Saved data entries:
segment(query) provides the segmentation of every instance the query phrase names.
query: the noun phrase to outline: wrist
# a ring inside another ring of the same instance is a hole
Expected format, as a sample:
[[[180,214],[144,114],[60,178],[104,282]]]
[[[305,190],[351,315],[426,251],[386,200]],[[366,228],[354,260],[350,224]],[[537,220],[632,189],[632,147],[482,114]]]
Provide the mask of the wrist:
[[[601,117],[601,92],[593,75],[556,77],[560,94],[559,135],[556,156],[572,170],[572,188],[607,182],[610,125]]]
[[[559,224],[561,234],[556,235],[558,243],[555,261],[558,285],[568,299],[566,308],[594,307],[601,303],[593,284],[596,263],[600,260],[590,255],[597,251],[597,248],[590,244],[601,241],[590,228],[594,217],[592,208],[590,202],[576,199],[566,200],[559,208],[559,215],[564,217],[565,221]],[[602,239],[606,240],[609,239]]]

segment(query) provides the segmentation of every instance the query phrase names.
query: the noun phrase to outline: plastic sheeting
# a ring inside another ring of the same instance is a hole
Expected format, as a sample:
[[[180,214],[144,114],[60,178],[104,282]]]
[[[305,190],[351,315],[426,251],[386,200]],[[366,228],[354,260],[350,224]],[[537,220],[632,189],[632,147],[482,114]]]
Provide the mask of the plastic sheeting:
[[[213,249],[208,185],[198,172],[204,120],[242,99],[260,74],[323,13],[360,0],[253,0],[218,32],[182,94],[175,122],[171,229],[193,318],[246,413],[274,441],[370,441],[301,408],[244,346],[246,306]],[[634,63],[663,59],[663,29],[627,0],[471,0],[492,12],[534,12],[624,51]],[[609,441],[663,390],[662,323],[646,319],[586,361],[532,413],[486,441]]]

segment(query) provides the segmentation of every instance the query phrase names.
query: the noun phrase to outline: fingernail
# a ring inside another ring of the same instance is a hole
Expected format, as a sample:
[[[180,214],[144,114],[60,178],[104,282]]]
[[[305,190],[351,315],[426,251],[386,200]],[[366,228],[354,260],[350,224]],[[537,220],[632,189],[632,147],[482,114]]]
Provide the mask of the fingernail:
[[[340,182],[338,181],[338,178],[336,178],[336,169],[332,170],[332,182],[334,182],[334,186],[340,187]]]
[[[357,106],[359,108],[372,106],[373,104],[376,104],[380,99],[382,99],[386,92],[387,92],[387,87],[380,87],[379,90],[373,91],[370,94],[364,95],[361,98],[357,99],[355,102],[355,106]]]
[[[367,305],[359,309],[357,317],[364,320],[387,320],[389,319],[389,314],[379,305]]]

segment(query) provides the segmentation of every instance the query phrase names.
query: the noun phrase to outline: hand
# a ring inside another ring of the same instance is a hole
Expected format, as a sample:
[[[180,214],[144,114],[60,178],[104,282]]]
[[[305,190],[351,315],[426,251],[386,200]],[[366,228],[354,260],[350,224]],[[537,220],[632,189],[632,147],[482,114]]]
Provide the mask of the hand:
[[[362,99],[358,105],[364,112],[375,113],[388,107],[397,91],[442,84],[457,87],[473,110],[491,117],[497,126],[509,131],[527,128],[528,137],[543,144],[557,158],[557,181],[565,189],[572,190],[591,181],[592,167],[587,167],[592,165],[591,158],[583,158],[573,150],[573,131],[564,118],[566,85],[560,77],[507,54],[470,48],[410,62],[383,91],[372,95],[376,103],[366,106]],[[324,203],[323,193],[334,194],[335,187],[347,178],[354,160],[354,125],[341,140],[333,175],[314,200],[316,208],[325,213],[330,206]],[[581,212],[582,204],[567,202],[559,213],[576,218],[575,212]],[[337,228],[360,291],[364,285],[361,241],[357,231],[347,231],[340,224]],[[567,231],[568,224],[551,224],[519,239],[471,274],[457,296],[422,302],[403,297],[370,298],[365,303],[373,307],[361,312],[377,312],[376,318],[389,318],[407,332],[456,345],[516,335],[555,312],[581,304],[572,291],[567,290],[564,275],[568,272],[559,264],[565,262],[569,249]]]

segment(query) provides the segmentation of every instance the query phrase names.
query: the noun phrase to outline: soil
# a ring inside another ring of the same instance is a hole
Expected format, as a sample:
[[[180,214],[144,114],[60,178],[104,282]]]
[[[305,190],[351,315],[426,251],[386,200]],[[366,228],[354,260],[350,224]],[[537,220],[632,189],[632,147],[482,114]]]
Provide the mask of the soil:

--- Exercise goal ---
The records above should all be quoted exactly, please.

--- Solution to the problem ---
segment(query) provides the segmentation of every instance the query phrase names.
query: the noun phrase to outline: wrist
# a ring inside another ring of the same instance is a hole
Expected format, as a sample:
[[[180,214],[144,114],[60,178],[104,282]]]
[[[305,190],[351,315],[426,251],[386,200]],[[366,228],[354,260],[350,224]],[[537,220],[632,189],[632,147],[482,114]]]
Provide the mask of the wrist:
[[[601,117],[601,92],[593,75],[556,77],[560,94],[559,135],[556,156],[572,170],[572,188],[607,182],[610,125]]]
[[[559,224],[561,234],[556,235],[558,243],[555,261],[558,285],[568,299],[566,308],[594,307],[601,303],[593,284],[596,263],[600,260],[590,255],[597,251],[597,248],[590,244],[601,241],[590,228],[594,217],[592,208],[590,202],[576,199],[566,200],[559,208],[559,215],[564,217],[565,221]],[[602,239],[606,240],[609,239]]]

segment(query) provides the segmentation of every instance the query phrase names.
query: the noun phrase to outline: plastic sheeting
# a ring inside another ring of the same instance is a hole
Expected format, as a sample:
[[[180,214],[144,114],[60,178],[104,282]]]
[[[305,190],[351,315],[426,251],[386,200]],[[366,228],[354,260],[350,224]],[[537,220],[632,189],[632,147],[482,114]]]
Provide the mask of the plastic sheeting:
[[[213,249],[208,185],[198,172],[204,120],[242,99],[260,74],[323,13],[360,0],[253,0],[218,32],[182,94],[175,122],[171,229],[193,318],[246,413],[274,441],[370,441],[301,408],[244,346],[246,306]],[[634,63],[663,59],[663,29],[627,0],[471,0],[492,12],[534,12],[624,51]],[[609,441],[663,390],[662,323],[646,319],[586,361],[532,413],[486,441]]]

segment(query) provides the segmentation of every instance the query phrase names.
query: the noun phrase to outline: fingernail
# a ring inside another ring of the same instance is a hole
Expected format, as a sample:
[[[180,214],[144,114],[60,178],[104,282]]]
[[[305,190],[351,315],[426,251],[386,200]],[[366,228],[354,260],[350,224]],[[537,220],[632,189],[632,147],[482,114]]]
Provide the mask of the fingernail:
[[[340,182],[338,181],[338,178],[336,178],[336,169],[332,170],[332,182],[334,182],[334,186],[340,187]]]
[[[357,106],[359,108],[372,106],[373,104],[376,104],[380,99],[382,99],[386,92],[387,92],[387,87],[380,87],[379,90],[373,91],[370,94],[364,95],[361,98],[357,99],[355,102],[355,106]]]
[[[367,305],[359,309],[357,317],[364,320],[387,320],[389,319],[389,314],[379,305]]]

segment(query) provides the segmentation of every instance the query phrase names.
query: the noun phrase to outline: hand
# a ring inside another ring of the same instance is a hole
Expected format, as a sample:
[[[180,214],[144,114],[60,178],[104,282]]]
[[[305,190],[351,315],[426,251],[386,200]],[[366,228],[354,260],[350,224]],[[537,220],[632,189],[632,147],[482,114]]]
Provide the mask of the hand:
[[[362,99],[358,105],[364,112],[375,113],[388,107],[397,91],[442,84],[457,87],[473,110],[491,117],[497,126],[509,131],[527,128],[528,137],[543,144],[557,158],[557,181],[565,189],[572,190],[591,181],[592,167],[587,167],[592,165],[591,158],[583,158],[573,150],[573,131],[564,118],[566,85],[560,77],[507,54],[470,48],[410,62],[383,91],[372,95],[376,103],[366,106]],[[324,203],[323,193],[334,194],[335,187],[347,178],[354,160],[354,125],[341,140],[333,175],[314,200],[316,208],[325,213],[330,206]],[[581,212],[582,204],[567,202],[559,213],[576,218],[575,212]],[[337,228],[360,291],[364,285],[361,241],[357,231],[347,231],[340,224]],[[567,231],[568,224],[551,224],[519,239],[471,274],[457,296],[422,302],[403,297],[370,298],[365,303],[373,307],[361,312],[377,312],[376,318],[389,318],[407,332],[456,345],[516,335],[555,312],[581,304],[572,291],[567,290],[564,275],[568,272],[559,264],[565,262],[569,249]]]

segment(query) provides the segmentation of every instance the query phrase names.
query: the noun phrase to outline: soil
# a ring inside another ring of the same instance is a hole
Expected format, as a sample:
[[[180,214],[144,114],[60,178],[104,282]]]
[[[305,190],[351,315],[426,251],[386,200]],[[366,228],[354,260],[350,224]],[[537,220],[632,189],[632,147],[482,114]]]
Provide the mask of the soil:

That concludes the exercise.